## Work to be completed
From the first line to the last, write out the records exactly.

## Records shown
= = = = = = =

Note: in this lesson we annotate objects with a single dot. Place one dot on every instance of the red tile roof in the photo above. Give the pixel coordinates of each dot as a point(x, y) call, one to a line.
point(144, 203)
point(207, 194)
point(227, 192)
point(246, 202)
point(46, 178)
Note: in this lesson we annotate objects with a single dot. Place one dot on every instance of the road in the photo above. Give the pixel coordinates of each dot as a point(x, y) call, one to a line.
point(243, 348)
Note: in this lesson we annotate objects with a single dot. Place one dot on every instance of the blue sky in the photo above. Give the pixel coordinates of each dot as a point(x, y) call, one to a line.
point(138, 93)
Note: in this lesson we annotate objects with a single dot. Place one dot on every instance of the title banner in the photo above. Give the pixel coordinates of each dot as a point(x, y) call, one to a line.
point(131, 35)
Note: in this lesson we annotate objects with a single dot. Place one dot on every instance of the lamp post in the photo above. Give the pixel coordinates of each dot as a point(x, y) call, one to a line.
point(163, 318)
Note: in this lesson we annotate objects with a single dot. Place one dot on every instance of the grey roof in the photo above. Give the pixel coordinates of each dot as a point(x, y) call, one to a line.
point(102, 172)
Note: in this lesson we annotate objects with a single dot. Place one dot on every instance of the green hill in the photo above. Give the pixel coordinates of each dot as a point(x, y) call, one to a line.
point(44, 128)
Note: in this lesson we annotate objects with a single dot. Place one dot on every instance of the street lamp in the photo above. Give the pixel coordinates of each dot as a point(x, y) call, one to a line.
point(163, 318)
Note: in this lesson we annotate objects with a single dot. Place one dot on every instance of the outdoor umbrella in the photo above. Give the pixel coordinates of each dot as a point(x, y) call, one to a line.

= = = = = = =

## Exercise result
Note: in this lesson we annotate objects with a single dot. Place one dot on every instance of the red tile roof in the photo above. Give the pixel coordinates of each dot as a point(x, y) call, one to a line.
point(144, 203)
point(207, 194)
point(227, 192)
point(246, 202)
point(46, 178)
Note: in this lesson we annotate objects with a single dot. Place one dot on every instance of the road in the photo above. Give the pixel coordinates of each dot as a point(x, y) call, one to a line.
point(243, 348)
Note: in this lesson we annotate objects with a single dot. Place one dot on every instance of the blue sky in the photo above. Give the pixel coordinates of each dot as a point(x, y) call, one to a line.
point(138, 93)
Note: in this lesson we annotate objects with a single dot. Place one dot on every instance of the title banner in the photo above. Give the pixel coordinates of each dot as a point(x, y) call, one to a line.
point(131, 35)
Note: in this lesson we annotate objects with a single dot. Place one dot on every instance of the lamp post in the photo above. Give the pixel coordinates of each dot as a point(x, y) call, one to a line.
point(163, 318)
Note: in this lesson we annotate objects with a single dot. Place one dot on every instance of the grey roof in the photo above. Give the pixel coordinates of each dot as a point(x, y) call, one to a line.
point(102, 172)
Note: in this lesson we annotate objects with a single dot. Place one dot on every instance of the green hill in the photo above. Give the pixel coordinates of each dot as a point(x, y) call, one to a line.
point(44, 128)
Note: in this lesson we annotate objects with a single dot. Place one dot on every instance of the street lamp in the photo above. Give the pixel coordinates of each dot as a point(x, y) call, one to a line.
point(163, 318)
Note: in this lesson we annotate objects with a single dot. Place one dot on every instance of the outdoor umbrella in the photo above. Give the pixel coordinates of each dot as a point(x, y) call, one to a line.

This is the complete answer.